● SUPPLIED MATERIAL
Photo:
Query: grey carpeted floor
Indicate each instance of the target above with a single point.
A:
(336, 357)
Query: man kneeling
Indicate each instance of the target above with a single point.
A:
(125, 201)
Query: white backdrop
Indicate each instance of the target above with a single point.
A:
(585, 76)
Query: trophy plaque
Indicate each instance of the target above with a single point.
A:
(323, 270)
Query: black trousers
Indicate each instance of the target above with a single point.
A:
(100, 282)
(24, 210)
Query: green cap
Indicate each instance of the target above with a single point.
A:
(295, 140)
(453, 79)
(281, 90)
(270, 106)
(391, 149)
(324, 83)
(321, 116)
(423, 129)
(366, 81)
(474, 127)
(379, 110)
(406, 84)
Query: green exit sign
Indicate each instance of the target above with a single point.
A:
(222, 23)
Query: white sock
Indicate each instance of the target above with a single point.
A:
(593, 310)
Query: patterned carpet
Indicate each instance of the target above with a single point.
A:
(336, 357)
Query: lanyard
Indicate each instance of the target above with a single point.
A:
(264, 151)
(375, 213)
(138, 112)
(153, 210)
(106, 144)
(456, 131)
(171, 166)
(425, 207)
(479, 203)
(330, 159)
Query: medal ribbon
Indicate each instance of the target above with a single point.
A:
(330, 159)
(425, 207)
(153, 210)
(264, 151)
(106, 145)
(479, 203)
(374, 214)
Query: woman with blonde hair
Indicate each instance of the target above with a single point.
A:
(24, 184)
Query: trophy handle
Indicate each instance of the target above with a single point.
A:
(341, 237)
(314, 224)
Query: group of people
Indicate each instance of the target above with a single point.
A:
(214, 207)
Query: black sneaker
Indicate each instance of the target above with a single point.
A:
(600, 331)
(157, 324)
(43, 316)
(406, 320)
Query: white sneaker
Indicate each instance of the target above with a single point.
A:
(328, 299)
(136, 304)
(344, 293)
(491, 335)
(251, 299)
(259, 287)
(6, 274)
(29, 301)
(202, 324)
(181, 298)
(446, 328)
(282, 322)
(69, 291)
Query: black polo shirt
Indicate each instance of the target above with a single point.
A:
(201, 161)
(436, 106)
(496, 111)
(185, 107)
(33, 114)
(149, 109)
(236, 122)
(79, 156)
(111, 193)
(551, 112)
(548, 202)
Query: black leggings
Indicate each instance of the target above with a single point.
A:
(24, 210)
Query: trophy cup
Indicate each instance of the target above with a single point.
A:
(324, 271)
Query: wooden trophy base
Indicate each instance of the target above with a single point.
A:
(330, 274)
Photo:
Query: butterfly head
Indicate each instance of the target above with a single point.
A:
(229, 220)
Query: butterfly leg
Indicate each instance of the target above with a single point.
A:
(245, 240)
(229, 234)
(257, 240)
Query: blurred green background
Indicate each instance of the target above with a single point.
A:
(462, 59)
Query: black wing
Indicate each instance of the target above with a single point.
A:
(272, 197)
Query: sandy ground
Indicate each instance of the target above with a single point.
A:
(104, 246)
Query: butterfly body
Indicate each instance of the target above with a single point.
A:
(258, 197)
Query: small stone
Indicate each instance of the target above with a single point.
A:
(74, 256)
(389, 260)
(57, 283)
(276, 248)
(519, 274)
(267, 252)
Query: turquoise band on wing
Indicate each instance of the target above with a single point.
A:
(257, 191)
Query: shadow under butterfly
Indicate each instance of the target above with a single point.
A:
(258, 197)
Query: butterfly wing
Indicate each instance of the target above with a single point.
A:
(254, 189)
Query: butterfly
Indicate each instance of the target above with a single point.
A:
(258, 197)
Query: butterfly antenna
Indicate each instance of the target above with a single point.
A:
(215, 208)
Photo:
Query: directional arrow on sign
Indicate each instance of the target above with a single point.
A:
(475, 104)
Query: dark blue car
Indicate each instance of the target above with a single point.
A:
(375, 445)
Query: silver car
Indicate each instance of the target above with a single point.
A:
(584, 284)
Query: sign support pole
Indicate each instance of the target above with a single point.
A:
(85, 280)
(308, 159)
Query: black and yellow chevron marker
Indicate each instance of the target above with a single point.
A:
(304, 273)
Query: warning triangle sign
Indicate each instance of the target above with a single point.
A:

● WHAT IS BEING ASKED
Starting at the line that contains "Query: sign support pole" and ending with the last line of the records, repeat those lines word for word.

● FULL ANSWER
Query: sign support pole
Indicate each instance of the target above with a single point.
A:
(85, 280)
(308, 159)
Query: black and yellow chevron marker
Indicate each instance of the target above with a single point.
A:
(304, 273)
Query: warning triangle sign
Indicate each instance of the target above with a single point.
A:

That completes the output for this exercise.